▶ [PROBLEM STATEMENT]
Rename "floating ice floe" to "drifting ice floe" in the data, starting with the line that contains "instance of the sky" and going on through the end of the data. Give those lines back with nothing else changed.

= = = = = = =

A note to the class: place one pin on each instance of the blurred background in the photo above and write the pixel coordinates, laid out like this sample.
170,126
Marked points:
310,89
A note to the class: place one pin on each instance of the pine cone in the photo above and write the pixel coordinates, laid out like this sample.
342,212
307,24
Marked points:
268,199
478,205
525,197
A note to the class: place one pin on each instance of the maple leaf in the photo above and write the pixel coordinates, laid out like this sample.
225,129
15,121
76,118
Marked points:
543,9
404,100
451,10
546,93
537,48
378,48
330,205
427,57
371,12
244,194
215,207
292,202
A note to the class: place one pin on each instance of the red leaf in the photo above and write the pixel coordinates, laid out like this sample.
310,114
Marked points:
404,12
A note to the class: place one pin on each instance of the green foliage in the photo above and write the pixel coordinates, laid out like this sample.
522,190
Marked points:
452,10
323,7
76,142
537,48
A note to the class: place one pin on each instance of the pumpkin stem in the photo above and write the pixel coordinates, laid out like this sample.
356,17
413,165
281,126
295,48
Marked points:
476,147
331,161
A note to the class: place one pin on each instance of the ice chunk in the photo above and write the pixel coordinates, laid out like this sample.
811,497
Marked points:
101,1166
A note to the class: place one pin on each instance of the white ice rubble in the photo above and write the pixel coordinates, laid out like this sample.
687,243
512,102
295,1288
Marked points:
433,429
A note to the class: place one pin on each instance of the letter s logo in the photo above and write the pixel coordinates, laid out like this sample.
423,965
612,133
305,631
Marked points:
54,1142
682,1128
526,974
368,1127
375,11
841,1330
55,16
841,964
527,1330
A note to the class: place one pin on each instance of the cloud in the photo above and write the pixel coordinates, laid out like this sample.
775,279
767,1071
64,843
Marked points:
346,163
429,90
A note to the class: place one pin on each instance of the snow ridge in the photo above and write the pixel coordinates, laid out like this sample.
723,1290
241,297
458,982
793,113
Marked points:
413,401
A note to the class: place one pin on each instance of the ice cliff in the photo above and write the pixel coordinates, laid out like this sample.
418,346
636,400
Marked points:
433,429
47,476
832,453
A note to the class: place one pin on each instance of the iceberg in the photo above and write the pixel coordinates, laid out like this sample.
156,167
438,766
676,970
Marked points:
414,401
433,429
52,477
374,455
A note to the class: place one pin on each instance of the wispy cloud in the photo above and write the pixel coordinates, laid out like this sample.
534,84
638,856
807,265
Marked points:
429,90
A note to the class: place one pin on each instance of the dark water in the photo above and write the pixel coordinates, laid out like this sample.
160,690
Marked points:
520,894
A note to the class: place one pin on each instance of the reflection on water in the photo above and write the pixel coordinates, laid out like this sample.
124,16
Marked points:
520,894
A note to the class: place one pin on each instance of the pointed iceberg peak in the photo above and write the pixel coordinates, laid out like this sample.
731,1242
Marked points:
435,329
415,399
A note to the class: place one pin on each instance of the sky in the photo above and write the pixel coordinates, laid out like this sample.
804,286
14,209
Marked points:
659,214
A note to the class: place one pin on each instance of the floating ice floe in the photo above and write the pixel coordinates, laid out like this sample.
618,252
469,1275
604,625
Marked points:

= = = = = = =

▶ [ANSWER BELOW]
A note to the class: place one pin on each instance of the sky in the photo above and write the pixel coordinates, laid out like this sample.
804,286
14,209
Marked points:
659,214
A note to the class: place one pin on each instance of the drifting ice floe in the photo above and write the pixel coordinates, laid out like this sample.
618,252
469,1275
604,625
Marked points:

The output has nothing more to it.